It’s smart to be alert to the recent marriage between communication and social media.
This is not a shot-gun wedding, the nexus is being built to last. But while the rules of engagement are still being written in many corporations, some have decided to throw caution to the wind.
Surprisingly a lot of the interest in new media is coming from the government, not exactly known for their fast adaptation of anything. Several ministers are on facebook including Conrad Enill, Karen Teshiera and Gary Hunt. Last week in the Newsday, Parliament announced their Twitter presence and some months ago, the Ministry of Health advertised their embrace of facebook and the micro blogging site with a series of newspaper ads.
Smart move? The jury is still out.
While not every new mode of new media communication lends itself to politics, where speed and complexity rarely coexist, I think to its credit, the Ministry has been searching for the right balance between the long and short format means of communication that social media permits.

[Entries of extracted data]
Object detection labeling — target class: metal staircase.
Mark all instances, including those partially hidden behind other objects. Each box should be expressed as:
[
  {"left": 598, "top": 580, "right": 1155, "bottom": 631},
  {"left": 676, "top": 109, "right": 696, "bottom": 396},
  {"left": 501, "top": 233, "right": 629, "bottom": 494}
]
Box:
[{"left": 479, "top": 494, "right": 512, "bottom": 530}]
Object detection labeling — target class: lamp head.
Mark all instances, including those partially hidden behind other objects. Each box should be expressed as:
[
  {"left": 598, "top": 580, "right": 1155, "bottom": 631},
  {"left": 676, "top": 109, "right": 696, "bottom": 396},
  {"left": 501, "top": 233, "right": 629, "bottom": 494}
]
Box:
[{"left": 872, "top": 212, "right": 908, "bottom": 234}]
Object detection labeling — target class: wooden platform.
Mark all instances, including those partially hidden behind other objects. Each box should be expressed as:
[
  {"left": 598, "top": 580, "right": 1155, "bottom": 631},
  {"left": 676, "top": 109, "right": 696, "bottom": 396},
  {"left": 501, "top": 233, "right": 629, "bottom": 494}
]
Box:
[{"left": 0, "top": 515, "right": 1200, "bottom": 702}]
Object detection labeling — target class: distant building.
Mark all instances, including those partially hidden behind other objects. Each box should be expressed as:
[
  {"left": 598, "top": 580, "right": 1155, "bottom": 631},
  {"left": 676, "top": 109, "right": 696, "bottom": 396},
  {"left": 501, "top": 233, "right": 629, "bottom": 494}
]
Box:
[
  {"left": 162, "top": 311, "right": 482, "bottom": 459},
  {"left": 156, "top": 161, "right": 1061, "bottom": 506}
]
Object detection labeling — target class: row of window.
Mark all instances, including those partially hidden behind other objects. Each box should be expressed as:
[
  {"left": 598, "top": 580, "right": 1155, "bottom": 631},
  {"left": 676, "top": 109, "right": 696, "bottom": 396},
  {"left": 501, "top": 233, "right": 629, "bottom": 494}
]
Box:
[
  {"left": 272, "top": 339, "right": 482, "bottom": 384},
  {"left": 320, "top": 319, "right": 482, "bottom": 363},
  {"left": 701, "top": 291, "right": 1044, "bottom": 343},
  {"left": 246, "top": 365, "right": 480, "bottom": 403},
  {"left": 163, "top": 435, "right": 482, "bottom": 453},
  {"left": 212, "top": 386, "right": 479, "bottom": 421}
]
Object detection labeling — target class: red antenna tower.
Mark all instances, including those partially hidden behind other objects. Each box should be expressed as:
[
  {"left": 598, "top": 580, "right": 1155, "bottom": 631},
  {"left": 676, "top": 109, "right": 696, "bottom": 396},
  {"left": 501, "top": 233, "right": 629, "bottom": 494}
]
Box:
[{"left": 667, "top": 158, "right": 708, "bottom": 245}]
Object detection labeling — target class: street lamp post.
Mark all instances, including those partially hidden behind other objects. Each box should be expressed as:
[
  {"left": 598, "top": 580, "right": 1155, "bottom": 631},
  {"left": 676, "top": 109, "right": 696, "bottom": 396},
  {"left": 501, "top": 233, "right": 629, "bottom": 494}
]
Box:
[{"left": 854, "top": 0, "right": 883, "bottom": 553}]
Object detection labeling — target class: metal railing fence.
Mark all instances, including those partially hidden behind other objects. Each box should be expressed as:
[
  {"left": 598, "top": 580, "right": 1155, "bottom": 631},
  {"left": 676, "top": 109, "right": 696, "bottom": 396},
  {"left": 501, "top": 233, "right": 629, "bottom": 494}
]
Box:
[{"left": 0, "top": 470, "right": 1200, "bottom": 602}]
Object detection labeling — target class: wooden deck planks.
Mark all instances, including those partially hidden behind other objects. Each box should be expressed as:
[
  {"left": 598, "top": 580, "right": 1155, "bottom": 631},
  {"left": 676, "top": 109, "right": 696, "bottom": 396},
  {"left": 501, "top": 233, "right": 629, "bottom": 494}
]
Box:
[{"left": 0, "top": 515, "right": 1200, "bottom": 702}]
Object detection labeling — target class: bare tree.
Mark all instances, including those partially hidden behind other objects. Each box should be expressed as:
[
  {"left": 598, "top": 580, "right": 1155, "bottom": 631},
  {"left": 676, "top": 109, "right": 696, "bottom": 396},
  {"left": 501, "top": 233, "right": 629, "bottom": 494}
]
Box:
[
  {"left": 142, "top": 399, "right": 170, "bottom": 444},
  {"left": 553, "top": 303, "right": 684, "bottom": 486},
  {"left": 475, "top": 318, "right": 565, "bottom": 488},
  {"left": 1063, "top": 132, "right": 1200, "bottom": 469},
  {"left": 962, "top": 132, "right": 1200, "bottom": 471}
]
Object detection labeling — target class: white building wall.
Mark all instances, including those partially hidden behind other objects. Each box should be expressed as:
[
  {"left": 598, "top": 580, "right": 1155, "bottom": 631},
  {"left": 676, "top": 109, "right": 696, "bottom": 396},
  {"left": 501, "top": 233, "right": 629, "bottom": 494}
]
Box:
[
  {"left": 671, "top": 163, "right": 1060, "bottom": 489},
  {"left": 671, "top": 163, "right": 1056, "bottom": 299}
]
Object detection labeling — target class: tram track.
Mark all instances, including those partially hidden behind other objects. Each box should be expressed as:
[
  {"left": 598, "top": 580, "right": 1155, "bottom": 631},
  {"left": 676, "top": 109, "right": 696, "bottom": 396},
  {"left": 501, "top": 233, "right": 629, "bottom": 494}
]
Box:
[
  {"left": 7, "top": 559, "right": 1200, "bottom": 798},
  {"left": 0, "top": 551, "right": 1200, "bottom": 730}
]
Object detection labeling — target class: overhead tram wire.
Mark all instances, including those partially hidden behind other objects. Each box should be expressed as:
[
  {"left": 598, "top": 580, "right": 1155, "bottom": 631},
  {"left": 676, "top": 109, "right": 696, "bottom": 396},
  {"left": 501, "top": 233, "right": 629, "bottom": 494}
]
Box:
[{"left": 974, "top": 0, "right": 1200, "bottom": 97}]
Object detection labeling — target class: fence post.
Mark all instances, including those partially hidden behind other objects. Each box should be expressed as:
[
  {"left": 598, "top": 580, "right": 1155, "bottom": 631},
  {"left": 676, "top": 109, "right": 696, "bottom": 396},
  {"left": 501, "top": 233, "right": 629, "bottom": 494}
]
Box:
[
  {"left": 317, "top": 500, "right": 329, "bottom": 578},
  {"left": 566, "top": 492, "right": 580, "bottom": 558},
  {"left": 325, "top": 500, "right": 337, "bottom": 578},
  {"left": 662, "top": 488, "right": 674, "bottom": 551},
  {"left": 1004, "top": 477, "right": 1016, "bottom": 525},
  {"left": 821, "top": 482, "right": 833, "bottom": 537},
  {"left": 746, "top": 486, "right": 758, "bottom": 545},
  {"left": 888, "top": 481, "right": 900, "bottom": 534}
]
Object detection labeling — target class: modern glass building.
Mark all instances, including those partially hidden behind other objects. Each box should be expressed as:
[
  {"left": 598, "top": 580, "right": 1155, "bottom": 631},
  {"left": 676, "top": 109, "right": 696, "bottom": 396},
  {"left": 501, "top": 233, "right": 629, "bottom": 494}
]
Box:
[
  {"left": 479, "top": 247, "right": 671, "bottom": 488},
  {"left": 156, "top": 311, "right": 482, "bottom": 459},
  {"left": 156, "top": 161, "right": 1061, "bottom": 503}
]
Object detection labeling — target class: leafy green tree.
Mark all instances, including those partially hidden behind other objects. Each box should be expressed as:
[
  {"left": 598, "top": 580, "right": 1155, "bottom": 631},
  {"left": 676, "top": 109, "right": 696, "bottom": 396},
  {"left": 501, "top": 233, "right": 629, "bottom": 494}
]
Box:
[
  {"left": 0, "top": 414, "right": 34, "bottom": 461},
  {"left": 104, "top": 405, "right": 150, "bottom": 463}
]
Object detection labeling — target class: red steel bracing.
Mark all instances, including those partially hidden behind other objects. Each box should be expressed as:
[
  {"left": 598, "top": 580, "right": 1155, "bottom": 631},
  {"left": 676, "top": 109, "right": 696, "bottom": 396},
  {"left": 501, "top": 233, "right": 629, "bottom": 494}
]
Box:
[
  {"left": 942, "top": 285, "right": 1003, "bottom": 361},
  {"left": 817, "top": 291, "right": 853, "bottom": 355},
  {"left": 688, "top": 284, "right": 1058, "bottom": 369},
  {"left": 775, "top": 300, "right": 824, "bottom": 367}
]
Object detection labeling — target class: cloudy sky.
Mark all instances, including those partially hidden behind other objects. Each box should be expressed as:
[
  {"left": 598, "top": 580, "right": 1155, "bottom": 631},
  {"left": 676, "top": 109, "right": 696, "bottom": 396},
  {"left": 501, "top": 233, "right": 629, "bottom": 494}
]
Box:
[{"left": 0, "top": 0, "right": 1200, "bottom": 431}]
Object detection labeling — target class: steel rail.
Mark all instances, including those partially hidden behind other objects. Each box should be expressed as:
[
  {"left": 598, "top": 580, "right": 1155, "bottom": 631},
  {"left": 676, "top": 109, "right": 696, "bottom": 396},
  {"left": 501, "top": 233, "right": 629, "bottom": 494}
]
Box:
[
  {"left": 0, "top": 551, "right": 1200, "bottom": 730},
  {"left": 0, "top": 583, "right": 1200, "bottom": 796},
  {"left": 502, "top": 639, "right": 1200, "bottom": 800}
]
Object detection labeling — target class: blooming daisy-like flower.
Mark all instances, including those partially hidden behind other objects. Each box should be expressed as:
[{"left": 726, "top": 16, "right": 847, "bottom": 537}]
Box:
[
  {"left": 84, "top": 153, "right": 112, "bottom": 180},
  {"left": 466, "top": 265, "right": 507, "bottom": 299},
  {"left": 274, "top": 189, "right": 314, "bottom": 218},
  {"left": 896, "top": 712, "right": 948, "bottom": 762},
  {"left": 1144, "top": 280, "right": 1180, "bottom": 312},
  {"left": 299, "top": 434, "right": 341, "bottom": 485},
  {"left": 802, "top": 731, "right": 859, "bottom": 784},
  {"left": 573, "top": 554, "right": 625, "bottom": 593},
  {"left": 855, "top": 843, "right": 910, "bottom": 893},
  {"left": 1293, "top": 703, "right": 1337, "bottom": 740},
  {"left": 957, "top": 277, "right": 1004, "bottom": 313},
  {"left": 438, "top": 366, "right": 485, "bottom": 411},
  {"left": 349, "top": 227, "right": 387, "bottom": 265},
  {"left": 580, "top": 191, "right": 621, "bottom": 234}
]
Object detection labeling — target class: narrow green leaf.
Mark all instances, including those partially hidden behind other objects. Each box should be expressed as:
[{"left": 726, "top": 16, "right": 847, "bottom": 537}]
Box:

Directions => Write out, word for word, the passage from the column on government use of social media that begins with "This is not" and stops after "is still out.".

Response box =>
This is not a shot-gun wedding, the nexus is being built to last. But while the rules of engagement are still being written in many corporations, some have decided to throw caution to the wind.
Surprisingly a lot of the interest in new media is coming from the government, not exactly known for their fast adaptation of anything. Several ministers are on facebook including Conrad Enill, Karen Teshiera and Gary Hunt. Last week in the Newsday, Parliament announced their Twitter presence and some months ago, the Ministry of Health advertised their embrace of facebook and the micro blogging site with a series of newspaper ads.
Smart move? The jury is still out.